Article:
* * * * *
Shark finning is often pointed to as a leading cause of decline in global shark populations. The wasteful practice has been illegal in United States federal waters for decades, though. Guy DuBeck, a highly migratory species fisheries management specialist, breaks down how a federal ban on shark finning works and the role it plays in protecting shark populations. 

What is shark finning?  

Shark finning is the practice of removing a shark’s fins and dumping the rest of the body at sea. 

It’s important to remember that shark finning happens at sea. Fishermen or dealers who remove fins after bringing the whole shark to shore are not “finning” sharks. They are sustainably selling all parts of the shark.

How did shark finning come to be?

Fins are easier to transport than a whole animal. And while there are commercial uses for the rest of the shark, their meat is less profitable. That’s why some foreign fishermen will remove fins at sea. 

Why would fishermen want to harvest fins at all? 

Shark fins have a higher economic value than both shark meat and some other fish. So, fin sales are key to any commercial shark fishing operation. By selling the fins, U.S. fishermen are also making use of all parts of a sustainably harvested shark. 

When did the United States ban shark finning? 

NOAA Fisheries first banned shark finning in the Atlantic Ocean in 1993 because of the role it played in overfishing. Congress extended the ban to any vessel in the U.S. Exclusive Economic Zone with the Shark Finning Prohibition Act of 2000 and Shark Conservation Act of 2010.  

Under these laws, fishermen must bring a shark to shore with all its fins naturally attached. That specific requirement is what makes our ban so effective. For example, it prevents fishermen from finning one shark and using staples or tape to attach the fins to another carcass on the boat. This is a loophole other countries have had to deal with. 

The only exception to our requirement for fins to be naturally attached is Atlantic smooth dogfish. Fishermen can remove their fins at sea, but only if they meet a number of restrictions.  

Why is there an exception for smooth dogfish?
* * * * *
Data extracted from a collection

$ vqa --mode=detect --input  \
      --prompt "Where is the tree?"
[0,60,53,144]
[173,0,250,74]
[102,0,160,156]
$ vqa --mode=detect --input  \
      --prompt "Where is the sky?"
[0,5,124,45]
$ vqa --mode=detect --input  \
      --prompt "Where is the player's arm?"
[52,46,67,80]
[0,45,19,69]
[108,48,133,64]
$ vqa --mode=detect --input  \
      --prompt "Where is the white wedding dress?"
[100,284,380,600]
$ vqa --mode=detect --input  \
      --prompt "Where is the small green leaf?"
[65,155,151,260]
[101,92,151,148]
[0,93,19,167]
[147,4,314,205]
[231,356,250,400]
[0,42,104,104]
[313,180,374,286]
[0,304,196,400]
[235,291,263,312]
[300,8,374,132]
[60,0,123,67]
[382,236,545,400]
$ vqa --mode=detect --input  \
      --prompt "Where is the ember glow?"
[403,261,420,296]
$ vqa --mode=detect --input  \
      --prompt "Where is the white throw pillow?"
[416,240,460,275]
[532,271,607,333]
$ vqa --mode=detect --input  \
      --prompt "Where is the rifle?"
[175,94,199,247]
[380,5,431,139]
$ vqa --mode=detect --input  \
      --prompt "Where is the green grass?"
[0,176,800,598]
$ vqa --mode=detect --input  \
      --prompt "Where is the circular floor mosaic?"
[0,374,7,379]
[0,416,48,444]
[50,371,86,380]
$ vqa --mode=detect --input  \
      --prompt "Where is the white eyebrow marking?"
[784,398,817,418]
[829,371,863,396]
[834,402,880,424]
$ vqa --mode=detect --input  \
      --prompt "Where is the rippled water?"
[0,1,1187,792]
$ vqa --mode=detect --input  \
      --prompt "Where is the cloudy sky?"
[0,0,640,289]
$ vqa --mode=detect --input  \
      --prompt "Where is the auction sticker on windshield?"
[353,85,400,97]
* * * * *
Exercise description: Continue the article on the U.S. shark finning ban from the point where it stops, placing your text after the material.

Output:
The limited exception for smooth dogfish stems from unique fishery traits that make shark finning less of a concern. For example, smooth dogfish meat has almost the same economic value as their fins. This reduces the incentive for fishermen to dump the body at sea. Smooth dogfish also have a healthy population in the Atlantic and are easy to tell apart from other commercially harvested sharks. That makes enforcement easier. 

Given these traits, and the higher harvest rate for smooth dogfish, it made sense to allow fishermen to prepare the shark at sea for sale at the dock. 

Can fishermen sell shark fins? 

Under federal law, U.S. fishermen are only allowed to remove and sell shark fins after bringing the animal to shore—as long as the shark was legally harvested. Most fins will end up as the main ingredient in shark fin soup, although international demand for shark fins has declined in recent years.

Some states and territories have passed partial or full bans on the possession, sale, trade, or distribution of shark fins. However, these laws do not prevent fishermen from harvesting federally managed sharks for their meat or other products. Laws like these banning the sale of fins are not needed to sustainably manage sharks in the United States.

What happens to the rest of a harvested shark?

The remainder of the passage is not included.